(Text under study)

With by 2012 Harley Davidson Switchback in the shop awaiting final determinations on the extent of its damage from hitting a dog and going down three weeks ago, I have gone back to my 2009 Dyna Super Glide for two-wheeled transportation, along with Amy’s three-wheeled Can-Am RS-S Spyder.

The Super Glide’s odometer reads more than 100,00 miles — a milestone it achieved in its first three years of ownership before going down in the Great Cow Encounter on U.S. 221 on Nov. 9, 2012.

Our five-year anniversary of that crash comes up next month and Amy will treat me to a steak dinner with the largest slice of beef the restaurant has on hand so i can eat it and pretend it came from the cow who put me in the hospital in intensive care for nearly a month.

Because of that accident, and a couple of ones that resulted in far less damage to the rider, several folks keep asking “why do you ride?”

The answer is simple:  Because I can.

I hope to reach age 70 in December and, weather permitting, will ride to celebrate that day.

It’s hard to explain the appeal of motorcycle riding to someone who doesn’t enjoy riding or lives with fear.  Yes, riding a motorcycle can lead to injury or death. So can driving a car or walking across the street or misusing prescription opiate-based drugs.

My maternal granddaddy Walter McPeak used to say “if you’re not living on the edge, you’re taking up too much room.”  At a point in my young life, I lived in fear of things.  I overcame it with a determination to enjoy what life has to offer.  I’ve jumped out of perfectly good airplanes with some silk to help cushion the fall, dived in treacherous waters, driven on the German Autobahn at more than 150 miles per hour and raced cars on sports car tracks in Danville, Mid-America Raceway, Watkins Glen and Daytona, among other tracks.

I don’t consider such activities cheating death but enjoying life.  I walk gingerly on bad knees and a bum hip from a helicopter crash in the 1970s and other incidents that cannot be discussed.  My left shoulder is “frozen” and arthritis cramps sometimes leave my hands looking deformed.

However, a 75-to-100 mile run on my Harley can relieve the aches and pains and leave a smile on my face.

After my crash on a dark U.S. 221 while returning from photographing a football playoff game near Staunton in 2012, some figured Amy would try to talk me out of betting back on a motorcycle.  Not a chance.  The only thing she asked is that I avoid riding at night.

Malcolm Forbes rode his motorcycle until his death at age 70 (from a heart attack).  Greg Locke, a friend from Detroit who now lives in Meadows of Dan, is in his 70s and still rides.  Actor Clint Eastwood does too at 87.

On Wednesday, I rode my Super Glide down to Salem for a new set of tires and an inspection.  On Thursday, took Amy’s Can-Am down to Roanoke for an oil change and to have Star City Powersports program a replacement key so we always have a spare.

Weather looks good for this coming weekend.  The Floyd County High School football team has a bye this week.  Nothing much on the schedule for Saturday or Sunday.  I do need to do some yard work and complete trying to re-plow the driveway.

Or I can ride.  Decisions, decisions.

(End Text under study)

> Task instructions
**1)** Reproduce everything in the riding essay from "Malcolm Forbes rode" down to "does too at 87.".
**2)** Answer these from the riding essay:
(a) On which road did the 2012 crash with a cow take place?
(b) Where was the Super Glide ridden on Wednesday, and for what?
(c) After the crash, what was the only thing Amy asked?
The data items that come next have no connection to the riding essay.

(Provided records)

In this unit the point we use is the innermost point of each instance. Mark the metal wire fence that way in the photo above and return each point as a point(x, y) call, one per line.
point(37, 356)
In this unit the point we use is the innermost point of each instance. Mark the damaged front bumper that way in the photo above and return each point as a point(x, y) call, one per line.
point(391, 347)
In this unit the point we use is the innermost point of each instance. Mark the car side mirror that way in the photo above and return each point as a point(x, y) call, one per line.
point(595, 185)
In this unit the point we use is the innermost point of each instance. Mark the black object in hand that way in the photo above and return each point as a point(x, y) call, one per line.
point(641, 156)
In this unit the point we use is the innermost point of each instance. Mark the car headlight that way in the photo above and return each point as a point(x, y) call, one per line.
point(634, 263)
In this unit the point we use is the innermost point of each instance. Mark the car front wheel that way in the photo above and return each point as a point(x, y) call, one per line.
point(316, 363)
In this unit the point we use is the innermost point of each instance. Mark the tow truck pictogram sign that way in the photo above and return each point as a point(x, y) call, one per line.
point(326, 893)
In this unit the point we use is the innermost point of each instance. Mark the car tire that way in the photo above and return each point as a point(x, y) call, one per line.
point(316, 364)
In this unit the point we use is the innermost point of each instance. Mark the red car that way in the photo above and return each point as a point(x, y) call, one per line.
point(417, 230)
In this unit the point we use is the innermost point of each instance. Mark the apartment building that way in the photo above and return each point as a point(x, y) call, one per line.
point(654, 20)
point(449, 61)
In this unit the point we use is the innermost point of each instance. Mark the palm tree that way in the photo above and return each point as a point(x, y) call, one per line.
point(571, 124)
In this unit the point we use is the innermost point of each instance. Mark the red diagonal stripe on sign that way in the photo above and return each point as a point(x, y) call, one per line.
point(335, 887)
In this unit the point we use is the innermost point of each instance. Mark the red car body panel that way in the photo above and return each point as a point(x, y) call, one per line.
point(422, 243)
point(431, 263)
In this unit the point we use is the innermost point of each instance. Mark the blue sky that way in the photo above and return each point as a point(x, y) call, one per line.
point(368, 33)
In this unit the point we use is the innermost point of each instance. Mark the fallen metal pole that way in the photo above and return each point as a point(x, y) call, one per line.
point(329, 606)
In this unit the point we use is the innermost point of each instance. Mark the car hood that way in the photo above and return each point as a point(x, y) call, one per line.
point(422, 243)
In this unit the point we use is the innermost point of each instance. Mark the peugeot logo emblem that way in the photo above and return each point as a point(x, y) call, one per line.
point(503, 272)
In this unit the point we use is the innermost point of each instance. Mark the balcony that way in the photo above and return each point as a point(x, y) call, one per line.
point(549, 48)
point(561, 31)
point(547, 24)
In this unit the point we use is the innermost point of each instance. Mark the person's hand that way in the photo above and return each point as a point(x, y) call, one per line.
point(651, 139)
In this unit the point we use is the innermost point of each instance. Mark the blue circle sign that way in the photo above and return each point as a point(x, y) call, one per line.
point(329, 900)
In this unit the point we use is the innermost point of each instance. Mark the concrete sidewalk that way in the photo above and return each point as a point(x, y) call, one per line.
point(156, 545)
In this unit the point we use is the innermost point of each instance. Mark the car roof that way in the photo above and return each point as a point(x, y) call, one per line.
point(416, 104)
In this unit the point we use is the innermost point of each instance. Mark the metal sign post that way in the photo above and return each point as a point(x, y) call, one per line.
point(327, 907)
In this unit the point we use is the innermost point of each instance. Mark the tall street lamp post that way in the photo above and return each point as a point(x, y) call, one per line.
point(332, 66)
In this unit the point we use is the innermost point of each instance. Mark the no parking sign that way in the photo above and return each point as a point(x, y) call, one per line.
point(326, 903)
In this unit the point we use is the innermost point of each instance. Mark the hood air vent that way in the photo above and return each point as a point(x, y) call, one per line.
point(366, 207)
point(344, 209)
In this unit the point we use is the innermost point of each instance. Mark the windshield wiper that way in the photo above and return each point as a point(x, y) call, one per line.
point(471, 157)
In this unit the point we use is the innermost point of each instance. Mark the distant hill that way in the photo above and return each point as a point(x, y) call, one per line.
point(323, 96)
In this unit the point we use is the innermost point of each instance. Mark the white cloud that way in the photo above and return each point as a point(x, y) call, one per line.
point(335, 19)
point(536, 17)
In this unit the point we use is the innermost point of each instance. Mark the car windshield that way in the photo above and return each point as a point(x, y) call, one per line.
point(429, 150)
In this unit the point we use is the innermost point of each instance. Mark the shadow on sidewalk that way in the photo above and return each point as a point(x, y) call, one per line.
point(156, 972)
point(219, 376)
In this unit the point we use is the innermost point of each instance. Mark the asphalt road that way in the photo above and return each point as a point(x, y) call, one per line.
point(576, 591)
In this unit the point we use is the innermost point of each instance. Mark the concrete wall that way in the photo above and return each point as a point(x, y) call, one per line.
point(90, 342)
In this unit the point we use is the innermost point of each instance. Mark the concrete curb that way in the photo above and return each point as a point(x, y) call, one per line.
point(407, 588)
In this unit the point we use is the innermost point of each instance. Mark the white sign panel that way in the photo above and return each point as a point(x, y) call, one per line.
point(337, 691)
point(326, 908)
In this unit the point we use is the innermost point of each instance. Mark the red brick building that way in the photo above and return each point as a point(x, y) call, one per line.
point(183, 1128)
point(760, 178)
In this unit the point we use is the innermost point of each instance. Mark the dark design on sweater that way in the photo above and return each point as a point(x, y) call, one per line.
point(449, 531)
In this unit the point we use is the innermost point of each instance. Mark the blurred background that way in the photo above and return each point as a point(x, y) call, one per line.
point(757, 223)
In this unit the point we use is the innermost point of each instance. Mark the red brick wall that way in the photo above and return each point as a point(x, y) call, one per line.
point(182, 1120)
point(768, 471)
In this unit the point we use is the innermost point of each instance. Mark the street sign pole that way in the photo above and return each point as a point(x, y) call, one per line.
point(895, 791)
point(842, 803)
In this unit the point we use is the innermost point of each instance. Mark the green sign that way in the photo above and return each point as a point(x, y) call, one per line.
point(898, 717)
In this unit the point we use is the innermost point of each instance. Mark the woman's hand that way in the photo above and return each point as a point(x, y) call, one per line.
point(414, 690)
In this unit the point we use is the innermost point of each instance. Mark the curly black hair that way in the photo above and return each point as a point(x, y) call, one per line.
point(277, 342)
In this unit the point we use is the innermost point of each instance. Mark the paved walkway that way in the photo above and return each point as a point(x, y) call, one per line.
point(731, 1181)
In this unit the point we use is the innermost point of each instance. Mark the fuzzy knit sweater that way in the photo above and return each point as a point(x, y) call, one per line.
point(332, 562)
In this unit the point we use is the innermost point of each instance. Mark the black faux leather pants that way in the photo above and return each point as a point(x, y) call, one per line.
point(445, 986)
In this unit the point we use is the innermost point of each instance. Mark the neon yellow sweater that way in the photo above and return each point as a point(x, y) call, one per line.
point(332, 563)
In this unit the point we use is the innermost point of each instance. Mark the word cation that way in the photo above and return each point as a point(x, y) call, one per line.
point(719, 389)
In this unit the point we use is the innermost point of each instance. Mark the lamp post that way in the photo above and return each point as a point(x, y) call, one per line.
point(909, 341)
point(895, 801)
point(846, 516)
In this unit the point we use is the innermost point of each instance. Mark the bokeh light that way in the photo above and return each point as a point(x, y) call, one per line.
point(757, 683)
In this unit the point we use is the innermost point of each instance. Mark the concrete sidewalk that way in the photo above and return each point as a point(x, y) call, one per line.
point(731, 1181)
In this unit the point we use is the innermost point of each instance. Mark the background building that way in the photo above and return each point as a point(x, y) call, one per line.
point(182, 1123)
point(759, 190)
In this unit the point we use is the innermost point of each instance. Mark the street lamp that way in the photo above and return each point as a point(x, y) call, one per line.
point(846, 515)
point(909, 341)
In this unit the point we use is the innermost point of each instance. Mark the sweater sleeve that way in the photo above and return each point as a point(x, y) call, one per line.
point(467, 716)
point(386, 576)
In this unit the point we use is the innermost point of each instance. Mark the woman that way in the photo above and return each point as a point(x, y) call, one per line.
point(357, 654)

(End Provided records)

> Solved tasks
**1)**
Malcolm Forbes rode his motorcycle until his death at age 70 (from a heart attack).  Greg Locke, a friend from Detroit who now lives in Meadows of Dan, is in his 70s and still rides.  Actor Clint Eastwood does too at 87.

**2)**
(a) U.S. 221
(b) To Salem, for a new set of tires and an inspection
(c) That the rider avoid riding at night